Texte donné »
Le lendemain, je me leve avec la grace d'une enclume et l'humeur au ras du caniveau, (ou je faillis d'ailleurs marcher sur un rat) et la vision que j'ai une minute plus tard acheve de me mettre de mauvais poil (c'est le cas de le dire): un monceau de fourrures melees dans la rue me barre le chemin, enorme tas d'animaux morts ensanglantes, chevres, coqs et vaches egorges et empiles pele-mele, offerts en sacrifice. Mon coeur et mon estomac se retournent dans leurs cavites respectives. Je suis a cran. Il est 9h, je sue comme une Walkyrie hypocondriaque dans un sauna, je suis tendue et frustree car les agences de voyage sont fermees a cause de ce jour ferie et pour couronner le tout, j'ai des crampes suspectes: etait-ce le poulet d'hier soir? (Misere! moi qui mange rarement de la viande en voyage, j'avais confiance en ce resto de sate qui semblait propre comme un sou neuf.)  Rhaaa! Prends sur toi, Marika. Respire. Shanti Om. OOOOOMMMMMM...

Je decide d'embellir ma journee et j'invite Carole, une sympathique Francaise cameraman de son metier, a venir avec moi a la piscine de l'hotel Formule 1. Riche idee, car malgre ses  dimensions olympiques  il n'y a que cinq quidams qui barbotent dedans. A nous la fraicheur! Excitee d'etre a nouveau dans mon element, je fais 50 longueurs (qui en valent 100 au centre Lucien Borne), ce qui me detend enormement. Je revis! Yah!
Je reussis a trouver une agence ouverte et j'achete un billet d'autocar pour quitter Jakarta des le lendemain.
Reveil en catastrophe: je suis passee tout droit (mis la sonnerie du cadran a 16h au lieu de 4h)! Je sprinte a l'agence et o joie: mon motard attitre m'attendait encore pour m'emmener a la gare d'autobus, coup de chance. Je ne veux pas rester un jour de plus dans ce chaudron de Gargamel!

En route dans un bus moderne et confortable, malheureusement il n'y eut pas de pause-repas donc j'ai tres mal mange; grignote des chips et des biscuits. Trajet d'environ sept heures pour arriver a Pangandarang. Un rabatteur m'emmene a l'hotel Panorama a la Plage, qui etait tenu par un Francais, helas mort il y a deux mois dans un accident de moto. Sa femme Tika, 35 ans et  nouvellement veuve, doit tenir le fort toute seule. On voit a sa bouche pincee et ses yeux tristes que c'est difficile. Je comprends pourquoi elle m'avait semblee froide au depart. Je lui prends la main et ressens beaucoup de compassion, elle pleure un peu en parlant des evenements recents. Je vais marcher avec elle sur la plage.

Matériel fourni »
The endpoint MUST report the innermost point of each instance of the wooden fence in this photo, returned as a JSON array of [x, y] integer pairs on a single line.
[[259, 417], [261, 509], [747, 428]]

Consigne A »
Relevez, dans le récit de voyage, toutes les sortes d'animaux nommées dans le tas d'animaux morts qui barre la rue.
Consigne B »
D'après le récit de voyage, les affirmations suivantes sont-elles exactes ? Répondez par oui ou non et citez les mots du texte qui tranchent. (i) La piscine de l'hôtel Formule 1 était bondée. (ii) Le trajet en bus jusqu'à Pangandarang a duré environ sept heures. (iii) Le bus a fait une pause pour le repas.

Réponse attendue A »
Chèvres, coqs, vaches

Réponse attendue B »
(i) Non : « il n'y a que cinq quidams qui barbotent dedans ».
(ii) Oui : « Trajet d'environ sept heures pour arriver a Pangandarang ».
(iii) Non : « il n'y eut pas de pause-repas ».